_EXTRAIT DE TEXTE:_
Par conséquent, je ne partage pas votre analyse selon laquelle la direction générale et le conseil d’administration du Port auraient agi avec légèreté dans ce délicat dossier. Enfin, pour ce qui concerne l’ampleur de la faillite, j’attends les conclusions du curateur et vous signale que le Port a confié la défense de ses intérêts à son avocat.

M. Gaëtan Van Goidsenhoven.- J’entends bien que le Port récupérera le bâtiment au terme de la concession. Je suppose que les autorités feront en sorte que cet espace, qui jouit d’une excellente localisation, soit réoccupé dans les meilleurs délais.

Le Port a-t-il exigé un plan financier en vue de garantir la pérennité de la firme ?

Mme Brigitte Grouwels, ministre.- Le curateur n’a pas encore formulé ses conclusions concernant ce dossier. À ce stade, nous ne disposons donc pas de tous les éléments pour vous répondre.

_CONSIGNE DONNÉE A:_ D'après l'extrait de texte, à qui le Port a-t-il confié la défense de ses intérêts ?

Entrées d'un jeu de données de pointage

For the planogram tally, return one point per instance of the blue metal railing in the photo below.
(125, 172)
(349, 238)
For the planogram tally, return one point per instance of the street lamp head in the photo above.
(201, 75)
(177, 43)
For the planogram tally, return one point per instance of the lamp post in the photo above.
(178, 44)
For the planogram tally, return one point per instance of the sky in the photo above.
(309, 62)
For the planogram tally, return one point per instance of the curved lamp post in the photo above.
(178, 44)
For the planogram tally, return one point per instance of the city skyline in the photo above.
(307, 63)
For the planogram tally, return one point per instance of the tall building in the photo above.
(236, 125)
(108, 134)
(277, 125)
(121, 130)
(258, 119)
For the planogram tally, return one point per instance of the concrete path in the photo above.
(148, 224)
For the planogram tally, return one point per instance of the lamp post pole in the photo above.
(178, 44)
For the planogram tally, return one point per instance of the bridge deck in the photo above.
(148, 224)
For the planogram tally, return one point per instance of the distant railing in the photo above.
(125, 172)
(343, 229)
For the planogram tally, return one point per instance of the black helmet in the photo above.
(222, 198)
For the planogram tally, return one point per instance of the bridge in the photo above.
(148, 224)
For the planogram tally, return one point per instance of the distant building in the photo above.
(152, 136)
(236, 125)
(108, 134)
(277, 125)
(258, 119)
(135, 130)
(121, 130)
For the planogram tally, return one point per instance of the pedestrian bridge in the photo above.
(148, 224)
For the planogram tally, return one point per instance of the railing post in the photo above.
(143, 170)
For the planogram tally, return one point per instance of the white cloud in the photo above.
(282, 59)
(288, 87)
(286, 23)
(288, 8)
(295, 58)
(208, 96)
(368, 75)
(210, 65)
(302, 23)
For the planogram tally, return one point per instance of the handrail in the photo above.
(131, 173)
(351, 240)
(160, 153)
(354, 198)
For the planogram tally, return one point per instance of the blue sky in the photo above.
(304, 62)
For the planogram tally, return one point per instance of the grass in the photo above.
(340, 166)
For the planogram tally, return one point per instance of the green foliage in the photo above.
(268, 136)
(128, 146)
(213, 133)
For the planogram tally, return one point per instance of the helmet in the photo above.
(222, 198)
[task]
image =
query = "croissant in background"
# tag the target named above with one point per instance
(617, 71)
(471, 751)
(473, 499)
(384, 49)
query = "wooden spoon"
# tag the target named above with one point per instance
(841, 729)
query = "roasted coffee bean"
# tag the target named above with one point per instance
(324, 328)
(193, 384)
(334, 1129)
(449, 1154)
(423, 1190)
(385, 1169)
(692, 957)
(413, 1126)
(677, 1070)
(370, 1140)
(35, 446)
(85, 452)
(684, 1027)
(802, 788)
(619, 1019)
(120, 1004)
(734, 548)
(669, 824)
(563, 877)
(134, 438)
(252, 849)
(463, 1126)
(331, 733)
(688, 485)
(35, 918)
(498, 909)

_CONSIGNE DONNÉE B:_ Relevez toutes les lignes des rangées qui contiennent le mot "lamp". La casse compte.

_RÉSULTAT ATTENDU A:_ Le Port a confié la défense de ses intérêts à son avocat.

_RÉSULTAT ATTENDU B:_
For the planogram tally, return one point per instance of the street lamp head in the photo above.
For the planogram tally, return one point per instance of the lamp post in the photo above.
For the planogram tally, return one point per instance of the curved lamp post in the photo above.
For the planogram tally, return one point per instance of the lamp post pole in the photo above.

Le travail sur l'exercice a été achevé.